MATERIAL FOR THIS EXERCISE Start Marker

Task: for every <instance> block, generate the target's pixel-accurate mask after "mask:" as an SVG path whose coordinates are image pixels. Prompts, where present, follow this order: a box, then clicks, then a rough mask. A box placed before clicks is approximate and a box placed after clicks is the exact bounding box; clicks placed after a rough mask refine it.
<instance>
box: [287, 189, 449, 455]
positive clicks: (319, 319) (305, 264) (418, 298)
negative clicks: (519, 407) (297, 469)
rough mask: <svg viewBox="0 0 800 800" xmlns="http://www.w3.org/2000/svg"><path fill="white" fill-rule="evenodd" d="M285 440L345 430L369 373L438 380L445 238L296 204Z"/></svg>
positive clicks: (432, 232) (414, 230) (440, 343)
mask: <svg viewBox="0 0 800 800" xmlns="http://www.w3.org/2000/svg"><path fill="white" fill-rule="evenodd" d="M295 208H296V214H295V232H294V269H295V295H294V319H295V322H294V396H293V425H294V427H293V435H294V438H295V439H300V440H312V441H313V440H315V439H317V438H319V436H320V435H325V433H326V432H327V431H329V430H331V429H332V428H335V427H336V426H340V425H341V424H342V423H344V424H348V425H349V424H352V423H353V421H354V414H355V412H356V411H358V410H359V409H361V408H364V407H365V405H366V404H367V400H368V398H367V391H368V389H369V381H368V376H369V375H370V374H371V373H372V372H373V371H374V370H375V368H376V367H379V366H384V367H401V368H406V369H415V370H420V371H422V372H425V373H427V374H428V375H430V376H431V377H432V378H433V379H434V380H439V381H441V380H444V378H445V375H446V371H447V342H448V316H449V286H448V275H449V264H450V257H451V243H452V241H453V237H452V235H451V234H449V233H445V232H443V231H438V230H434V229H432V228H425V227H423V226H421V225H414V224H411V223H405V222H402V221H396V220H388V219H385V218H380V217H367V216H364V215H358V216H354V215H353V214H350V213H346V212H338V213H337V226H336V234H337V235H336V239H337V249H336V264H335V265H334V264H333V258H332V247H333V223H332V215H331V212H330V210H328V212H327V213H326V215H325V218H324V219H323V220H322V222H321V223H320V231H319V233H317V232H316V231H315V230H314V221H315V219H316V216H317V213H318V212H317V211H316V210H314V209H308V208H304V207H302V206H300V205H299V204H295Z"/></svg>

MATERIAL FOR THIS EXERCISE End Marker

Rewrite all of the records above, replacing every occurrence of "positive clicks" with "foreground clicks" and leaving everything else unchanged.

#### EXERCISE SOLUTION
Task: for every <instance> block, generate the target's pixel-accurate mask after "mask:" as an SVG path whose coordinates are image pixels. Prompts, where present, follow this order: a box, then clicks, then a rough mask. A box placed before clicks is approximate and a box placed after clicks is the exact bounding box; clicks placed after a rough mask refine it.
<instance>
box: [287, 189, 449, 455]
foreground clicks: (319, 319) (305, 264) (418, 298)
negative clicks: (519, 407) (297, 469)
rough mask: <svg viewBox="0 0 800 800" xmlns="http://www.w3.org/2000/svg"><path fill="white" fill-rule="evenodd" d="M285 440L345 430L369 373L438 380L445 238L296 204Z"/></svg>
foreground clicks: (432, 232) (414, 230) (440, 343)
mask: <svg viewBox="0 0 800 800" xmlns="http://www.w3.org/2000/svg"><path fill="white" fill-rule="evenodd" d="M295 208H296V214H295V232H294V269H295V295H294V319H295V322H294V396H293V425H294V427H293V435H294V438H295V439H300V440H312V441H313V440H315V439H317V438H319V436H320V435H325V433H326V432H327V431H329V430H331V429H332V428H335V427H336V426H340V425H341V424H342V423H344V424H348V425H349V424H352V423H353V421H354V414H355V412H356V411H358V410H359V409H361V408H364V407H365V405H366V404H367V400H368V398H367V391H368V389H369V381H368V376H369V375H370V374H371V373H372V372H373V371H374V370H375V368H376V367H379V366H384V367H401V368H406V369H415V370H420V371H422V372H425V373H427V374H428V375H430V376H431V377H432V378H433V379H434V380H439V381H441V380H444V378H445V375H446V371H447V342H448V316H449V286H448V275H449V264H450V257H451V243H452V241H453V237H452V235H451V234H449V233H445V232H443V231H438V230H434V229H432V228H425V227H423V226H421V225H414V224H411V223H405V222H402V221H396V220H388V219H385V218H380V217H367V216H364V215H358V216H354V215H353V214H350V213H346V212H338V213H337V226H336V234H337V235H336V239H337V249H336V264H335V265H334V264H333V258H332V247H333V223H332V215H331V212H330V210H328V212H327V213H326V215H325V218H324V219H323V220H322V222H321V223H320V231H319V233H317V232H316V231H315V230H314V221H315V219H316V216H317V213H318V212H317V211H316V210H314V209H308V208H304V207H302V206H300V205H299V204H295Z"/></svg>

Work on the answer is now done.